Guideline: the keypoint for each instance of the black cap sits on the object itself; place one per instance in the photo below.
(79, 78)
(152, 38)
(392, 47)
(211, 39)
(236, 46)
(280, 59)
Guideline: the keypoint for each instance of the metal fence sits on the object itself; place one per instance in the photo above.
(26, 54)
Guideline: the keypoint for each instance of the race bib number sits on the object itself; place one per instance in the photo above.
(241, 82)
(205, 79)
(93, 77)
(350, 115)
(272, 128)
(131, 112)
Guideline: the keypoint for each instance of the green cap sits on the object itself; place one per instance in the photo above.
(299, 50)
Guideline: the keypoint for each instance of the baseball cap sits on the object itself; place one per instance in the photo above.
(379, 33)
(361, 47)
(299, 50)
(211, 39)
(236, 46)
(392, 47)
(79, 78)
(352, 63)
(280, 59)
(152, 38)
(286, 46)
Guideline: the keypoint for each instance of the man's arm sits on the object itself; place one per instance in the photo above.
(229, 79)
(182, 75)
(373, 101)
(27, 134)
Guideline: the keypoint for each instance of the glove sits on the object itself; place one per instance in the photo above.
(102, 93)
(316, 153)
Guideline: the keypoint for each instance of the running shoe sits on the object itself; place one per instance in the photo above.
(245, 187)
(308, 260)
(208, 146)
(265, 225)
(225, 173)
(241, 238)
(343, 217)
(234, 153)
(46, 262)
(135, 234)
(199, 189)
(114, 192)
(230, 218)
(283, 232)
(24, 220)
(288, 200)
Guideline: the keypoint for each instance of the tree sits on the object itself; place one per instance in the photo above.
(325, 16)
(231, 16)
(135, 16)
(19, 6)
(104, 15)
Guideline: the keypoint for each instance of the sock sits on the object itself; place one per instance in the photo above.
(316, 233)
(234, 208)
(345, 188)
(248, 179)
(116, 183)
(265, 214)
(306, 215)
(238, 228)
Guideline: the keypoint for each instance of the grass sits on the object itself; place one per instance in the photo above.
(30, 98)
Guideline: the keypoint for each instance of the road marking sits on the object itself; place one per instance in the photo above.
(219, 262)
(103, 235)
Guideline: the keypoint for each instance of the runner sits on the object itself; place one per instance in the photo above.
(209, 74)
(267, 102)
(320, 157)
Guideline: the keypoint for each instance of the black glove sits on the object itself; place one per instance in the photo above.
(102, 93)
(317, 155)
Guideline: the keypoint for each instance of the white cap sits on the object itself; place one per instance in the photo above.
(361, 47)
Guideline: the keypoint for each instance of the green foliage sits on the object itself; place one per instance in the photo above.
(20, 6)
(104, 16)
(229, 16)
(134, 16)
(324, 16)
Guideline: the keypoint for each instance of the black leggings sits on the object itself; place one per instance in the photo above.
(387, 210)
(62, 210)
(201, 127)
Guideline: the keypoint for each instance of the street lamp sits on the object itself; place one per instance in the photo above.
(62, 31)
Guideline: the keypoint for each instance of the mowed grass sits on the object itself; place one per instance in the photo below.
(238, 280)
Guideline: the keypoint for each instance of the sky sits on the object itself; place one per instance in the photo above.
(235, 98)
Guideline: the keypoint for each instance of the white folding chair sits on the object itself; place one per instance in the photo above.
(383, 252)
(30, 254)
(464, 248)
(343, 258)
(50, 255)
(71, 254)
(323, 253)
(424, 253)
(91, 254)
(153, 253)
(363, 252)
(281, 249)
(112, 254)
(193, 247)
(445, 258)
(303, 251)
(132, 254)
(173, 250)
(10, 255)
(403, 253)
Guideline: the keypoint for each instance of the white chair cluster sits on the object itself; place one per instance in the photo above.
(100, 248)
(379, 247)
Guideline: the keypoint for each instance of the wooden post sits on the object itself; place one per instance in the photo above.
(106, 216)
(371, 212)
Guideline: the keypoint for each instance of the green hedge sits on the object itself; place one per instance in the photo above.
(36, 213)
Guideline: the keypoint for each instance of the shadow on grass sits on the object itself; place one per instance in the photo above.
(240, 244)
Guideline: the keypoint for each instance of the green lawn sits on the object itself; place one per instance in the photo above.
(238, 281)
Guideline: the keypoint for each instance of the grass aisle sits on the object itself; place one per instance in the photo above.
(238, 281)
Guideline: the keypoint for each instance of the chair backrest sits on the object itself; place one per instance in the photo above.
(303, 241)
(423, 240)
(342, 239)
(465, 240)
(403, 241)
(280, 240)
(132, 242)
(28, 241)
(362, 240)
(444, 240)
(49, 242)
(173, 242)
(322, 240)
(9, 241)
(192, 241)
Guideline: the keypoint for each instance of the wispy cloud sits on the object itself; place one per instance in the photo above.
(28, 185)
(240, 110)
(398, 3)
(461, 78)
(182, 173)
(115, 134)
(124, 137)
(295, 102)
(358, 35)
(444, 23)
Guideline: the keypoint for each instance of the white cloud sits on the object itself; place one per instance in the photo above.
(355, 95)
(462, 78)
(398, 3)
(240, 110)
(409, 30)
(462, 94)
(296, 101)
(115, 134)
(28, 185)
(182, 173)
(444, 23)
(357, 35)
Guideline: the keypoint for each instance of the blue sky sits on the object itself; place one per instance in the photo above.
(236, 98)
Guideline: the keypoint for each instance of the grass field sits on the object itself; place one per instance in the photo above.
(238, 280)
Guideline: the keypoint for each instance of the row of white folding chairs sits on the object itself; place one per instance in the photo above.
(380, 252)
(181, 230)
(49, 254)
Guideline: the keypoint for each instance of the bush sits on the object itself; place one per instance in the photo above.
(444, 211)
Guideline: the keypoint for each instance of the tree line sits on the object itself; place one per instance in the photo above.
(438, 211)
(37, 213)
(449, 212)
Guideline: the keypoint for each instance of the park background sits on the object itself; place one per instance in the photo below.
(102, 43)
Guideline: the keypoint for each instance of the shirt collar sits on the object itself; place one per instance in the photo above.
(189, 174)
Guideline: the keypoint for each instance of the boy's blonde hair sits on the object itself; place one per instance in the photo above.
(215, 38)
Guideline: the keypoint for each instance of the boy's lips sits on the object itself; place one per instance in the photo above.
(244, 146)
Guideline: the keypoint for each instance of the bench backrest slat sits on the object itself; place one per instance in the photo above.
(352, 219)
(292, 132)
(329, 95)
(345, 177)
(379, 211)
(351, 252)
....
TASK TO CARRY OUT: Please scale the listing above from the line containing "Guideline: the keypoint for each instance of the bush" through the end of the listing, both ends included. Rewrite every line in that stretch, multiplying each point coordinate by 2.1 and rounding to the nearest whole number, with halves rounded up.

SOLUTION FOR THIS PROBLEM:
Guideline: the keypoint for each instance of the bush sits on the object itself; place one per instance in the photo above.
(932, 443)
Guideline: the keypoint for each instance of the tree line sits on the object itself; place one per instance in the photo above.
(920, 443)
(78, 447)
(943, 445)
Guideline: the keypoint for each instance of the park background sits on the object itself; place one per instance in the photo below.
(214, 90)
Guideline: the keypoint for each instance of the shirt collar sits on the object itself; place one per instance in the photo above.
(397, 365)
Guideline: the keypoint for each instance of the boy's blonde hair sits on the object itself; place one per instance in the photo above.
(452, 80)
Guideline: the keypoint for each instance of the boy's lips sits on the object itself; place one per instance in the photo above.
(512, 307)
Guideline: the keypoint for each instance of the bench backrest slat sits on the object itself; place one per instance in the photo above.
(739, 460)
(613, 277)
(691, 200)
(725, 372)
(796, 443)
(737, 529)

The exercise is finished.